### [Text extract]
------------------------------------------------
Time, two times and half a time

There is a lot about time in this week’s Lectionary readings. Isaiah is speaking about a time to come. Paul writes you know what time it is. And Jesus says no one knows what time it will be!  We might as well include Chicago’s Does anybody really know what time it is, just for good measure. (And no its meter isn’t half time; least wise I don’t think so.)

With all this talk about time, it’s a good time to remember there are two times in scripture: chronos, the time our watches, phones, tablets and time-cards keep,  the time by which we order our days, our lives. There is also kairos; likely best described by example: It was their time. or It was the right time.  We know the difference by the context of ‘time’ use.  

Robert Lamm’s lyrical dance, while phrased with questions of time, actually ponders human relationship subsumed by everything else; we are driven by what time it is, we’ve all got time enough to cry, we are pushed and shoved trying to beat the clock, we’ve all got time enough to die, everybody’s working, does anybody know what time it is, does anybody really care? [i] It seems Lamm explores the danger of valuing humanity by measured time rather than experience of time; of valuing humanity as commodity rather than relationship. In the vocabulary of this week’s readings, Lamm explores the danger of confusing chronos and kairos.

Sunday is the first day of Advent when we prepare to look at the time that was, and to experience the time that will be; Jesus’ birth and Jesus’ return. I wonder what Advent would be like if we prepared to explore our relationship with our incarnate Lord as it has been, and how it can be.
------------------------------------------------
### [Dataset records]
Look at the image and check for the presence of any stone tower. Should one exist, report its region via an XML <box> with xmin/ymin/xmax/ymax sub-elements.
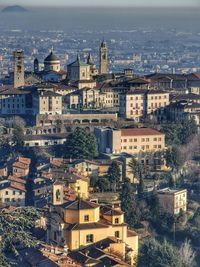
<box><xmin>13</xmin><ymin>50</ymin><xmax>24</xmax><ymax>88</ymax></box>
<box><xmin>99</xmin><ymin>41</ymin><xmax>108</xmax><ymax>74</ymax></box>
<box><xmin>53</xmin><ymin>181</ymin><xmax>64</xmax><ymax>205</ymax></box>
<box><xmin>33</xmin><ymin>58</ymin><xmax>39</xmax><ymax>73</ymax></box>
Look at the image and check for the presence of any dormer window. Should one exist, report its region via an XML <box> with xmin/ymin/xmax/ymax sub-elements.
<box><xmin>115</xmin><ymin>218</ymin><xmax>119</xmax><ymax>224</ymax></box>
<box><xmin>84</xmin><ymin>215</ymin><xmax>90</xmax><ymax>222</ymax></box>
<box><xmin>86</xmin><ymin>234</ymin><xmax>94</xmax><ymax>243</ymax></box>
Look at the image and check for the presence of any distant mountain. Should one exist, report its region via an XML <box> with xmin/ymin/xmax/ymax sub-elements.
<box><xmin>2</xmin><ymin>5</ymin><xmax>28</xmax><ymax>13</ymax></box>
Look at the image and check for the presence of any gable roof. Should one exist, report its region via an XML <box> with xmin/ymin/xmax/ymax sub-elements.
<box><xmin>61</xmin><ymin>199</ymin><xmax>99</xmax><ymax>210</ymax></box>
<box><xmin>121</xmin><ymin>128</ymin><xmax>164</xmax><ymax>137</ymax></box>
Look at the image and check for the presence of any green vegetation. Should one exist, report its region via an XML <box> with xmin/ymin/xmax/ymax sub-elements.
<box><xmin>129</xmin><ymin>158</ymin><xmax>146</xmax><ymax>194</ymax></box>
<box><xmin>120</xmin><ymin>179</ymin><xmax>141</xmax><ymax>227</ymax></box>
<box><xmin>0</xmin><ymin>207</ymin><xmax>40</xmax><ymax>266</ymax></box>
<box><xmin>138</xmin><ymin>238</ymin><xmax>184</xmax><ymax>267</ymax></box>
<box><xmin>161</xmin><ymin>120</ymin><xmax>197</xmax><ymax>146</ymax></box>
<box><xmin>165</xmin><ymin>146</ymin><xmax>184</xmax><ymax>171</ymax></box>
<box><xmin>65</xmin><ymin>128</ymin><xmax>98</xmax><ymax>159</ymax></box>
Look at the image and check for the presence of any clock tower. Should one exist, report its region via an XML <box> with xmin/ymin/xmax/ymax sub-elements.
<box><xmin>99</xmin><ymin>41</ymin><xmax>108</xmax><ymax>74</ymax></box>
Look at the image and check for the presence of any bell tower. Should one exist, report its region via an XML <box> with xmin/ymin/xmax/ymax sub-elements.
<box><xmin>13</xmin><ymin>50</ymin><xmax>24</xmax><ymax>88</ymax></box>
<box><xmin>33</xmin><ymin>58</ymin><xmax>39</xmax><ymax>73</ymax></box>
<box><xmin>99</xmin><ymin>41</ymin><xmax>108</xmax><ymax>74</ymax></box>
<box><xmin>53</xmin><ymin>181</ymin><xmax>64</xmax><ymax>206</ymax></box>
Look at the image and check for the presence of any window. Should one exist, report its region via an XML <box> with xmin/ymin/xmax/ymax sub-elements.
<box><xmin>84</xmin><ymin>215</ymin><xmax>89</xmax><ymax>222</ymax></box>
<box><xmin>115</xmin><ymin>231</ymin><xmax>119</xmax><ymax>238</ymax></box>
<box><xmin>115</xmin><ymin>218</ymin><xmax>119</xmax><ymax>224</ymax></box>
<box><xmin>53</xmin><ymin>231</ymin><xmax>57</xmax><ymax>240</ymax></box>
<box><xmin>86</xmin><ymin>235</ymin><xmax>94</xmax><ymax>243</ymax></box>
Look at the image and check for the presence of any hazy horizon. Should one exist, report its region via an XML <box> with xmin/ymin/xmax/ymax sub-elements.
<box><xmin>0</xmin><ymin>0</ymin><xmax>200</xmax><ymax>7</ymax></box>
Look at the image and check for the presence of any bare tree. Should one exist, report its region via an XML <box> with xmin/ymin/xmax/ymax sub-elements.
<box><xmin>179</xmin><ymin>239</ymin><xmax>196</xmax><ymax>267</ymax></box>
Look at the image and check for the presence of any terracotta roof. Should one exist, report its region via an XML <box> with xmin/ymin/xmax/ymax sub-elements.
<box><xmin>121</xmin><ymin>128</ymin><xmax>164</xmax><ymax>137</ymax></box>
<box><xmin>8</xmin><ymin>175</ymin><xmax>26</xmax><ymax>185</ymax></box>
<box><xmin>10</xmin><ymin>182</ymin><xmax>26</xmax><ymax>192</ymax></box>
<box><xmin>67</xmin><ymin>222</ymin><xmax>109</xmax><ymax>231</ymax></box>
<box><xmin>13</xmin><ymin>161</ymin><xmax>29</xmax><ymax>169</ymax></box>
<box><xmin>62</xmin><ymin>199</ymin><xmax>99</xmax><ymax>210</ymax></box>
<box><xmin>17</xmin><ymin>157</ymin><xmax>31</xmax><ymax>164</ymax></box>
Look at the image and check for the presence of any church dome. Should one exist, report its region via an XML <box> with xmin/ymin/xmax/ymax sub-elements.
<box><xmin>44</xmin><ymin>51</ymin><xmax>60</xmax><ymax>62</ymax></box>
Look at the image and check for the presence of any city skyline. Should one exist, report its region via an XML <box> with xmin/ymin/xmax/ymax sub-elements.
<box><xmin>0</xmin><ymin>0</ymin><xmax>199</xmax><ymax>7</ymax></box>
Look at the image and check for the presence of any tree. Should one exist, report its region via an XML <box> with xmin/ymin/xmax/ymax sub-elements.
<box><xmin>179</xmin><ymin>240</ymin><xmax>196</xmax><ymax>267</ymax></box>
<box><xmin>120</xmin><ymin>179</ymin><xmax>141</xmax><ymax>227</ymax></box>
<box><xmin>165</xmin><ymin>146</ymin><xmax>184</xmax><ymax>170</ymax></box>
<box><xmin>161</xmin><ymin>118</ymin><xmax>198</xmax><ymax>146</ymax></box>
<box><xmin>138</xmin><ymin>238</ymin><xmax>182</xmax><ymax>267</ymax></box>
<box><xmin>107</xmin><ymin>161</ymin><xmax>121</xmax><ymax>191</ymax></box>
<box><xmin>0</xmin><ymin>207</ymin><xmax>40</xmax><ymax>266</ymax></box>
<box><xmin>178</xmin><ymin>119</ymin><xmax>198</xmax><ymax>145</ymax></box>
<box><xmin>90</xmin><ymin>175</ymin><xmax>99</xmax><ymax>188</ymax></box>
<box><xmin>97</xmin><ymin>177</ymin><xmax>110</xmax><ymax>192</ymax></box>
<box><xmin>66</xmin><ymin>128</ymin><xmax>98</xmax><ymax>159</ymax></box>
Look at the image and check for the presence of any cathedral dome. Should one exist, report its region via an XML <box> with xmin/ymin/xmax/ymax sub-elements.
<box><xmin>44</xmin><ymin>51</ymin><xmax>60</xmax><ymax>62</ymax></box>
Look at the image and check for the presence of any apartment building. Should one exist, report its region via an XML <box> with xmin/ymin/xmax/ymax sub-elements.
<box><xmin>158</xmin><ymin>188</ymin><xmax>187</xmax><ymax>215</ymax></box>
<box><xmin>0</xmin><ymin>88</ymin><xmax>32</xmax><ymax>115</ymax></box>
<box><xmin>33</xmin><ymin>90</ymin><xmax>62</xmax><ymax>115</ymax></box>
<box><xmin>94</xmin><ymin>127</ymin><xmax>165</xmax><ymax>155</ymax></box>
<box><xmin>48</xmin><ymin>195</ymin><xmax>138</xmax><ymax>264</ymax></box>
<box><xmin>120</xmin><ymin>89</ymin><xmax>169</xmax><ymax>121</ymax></box>
<box><xmin>0</xmin><ymin>180</ymin><xmax>26</xmax><ymax>206</ymax></box>
<box><xmin>166</xmin><ymin>101</ymin><xmax>200</xmax><ymax>125</ymax></box>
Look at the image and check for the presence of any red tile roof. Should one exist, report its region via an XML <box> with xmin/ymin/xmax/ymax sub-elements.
<box><xmin>121</xmin><ymin>128</ymin><xmax>164</xmax><ymax>137</ymax></box>
<box><xmin>8</xmin><ymin>175</ymin><xmax>26</xmax><ymax>184</ymax></box>
<box><xmin>17</xmin><ymin>157</ymin><xmax>31</xmax><ymax>165</ymax></box>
------------------------------------------------
### [What you need to do]
- 1) Write out the reflection on time in full, word for word.
- 2) Starting with the row that contains "any red tile" and going on through the last row, give those rows again, the request included, and increase every bounding-box coordinate by 104.

### [Completed exercise]
- 1)
Time, two times and half a time

There is a lot about time in this week’s Lectionary readings. Isaiah is speaking about a time to come. Paul writes you know what time it is. And Jesus says no one knows what time it will be!  We might as well include Chicago’s Does anybody really know what time it is, just for good measure. (And no its meter isn’t half time; least wise I don’t think so.)

With all this talk about time, it’s a good time to remember there are two times in scripture: chronos, the time our watches, phones, tablets and time-cards keep,  the time by which we order our days, our lives. There is also kairos; likely best described by example: It was their time. or It was the right time.  We know the difference by the context of ‘time’ use.  

Robert Lamm’s lyrical dance, while phrased with questions of time, actually ponders human relationship subsumed by everything else; we are driven by what time it is, we’ve all got time enough to cry, we are pushed and shoved trying to beat the clock, we’ve all got time enough to die, everybody’s working, does anybody know what time it is, does anybody really care? [i] It seems Lamm explores the danger of valuing humanity by measured time rather than experience of time; of valuing humanity as commodity rather than relationship. In the vocabulary of this week’s readings, Lamm explores the danger of confusing chronos and kairos.

Sunday is the first day of Advent when we prepare to look at the time that was, and to experience the time that will be; Jesus’ birth and Jesus’ return. I wonder what Advent would be like if we prepared to explore our relationship with our incarnate Lord as it has been, and how it can be.

- 2)
Look at the image and check for the presence of any red tile roof. Should one exist, report its region via an XML <box> with xmin/ymin/xmax/ymax sub-elements.
<box><xmin>225</xmin><ymin>232</ymin><xmax>268</xmax><ymax>241</ymax></box>
<box><xmin>112</xmin><ymin>279</ymin><xmax>130</xmax><ymax>288</ymax></box>
<box><xmin>121</xmin><ymin>261</ymin><xmax>135</xmax><ymax>269</ymax></box>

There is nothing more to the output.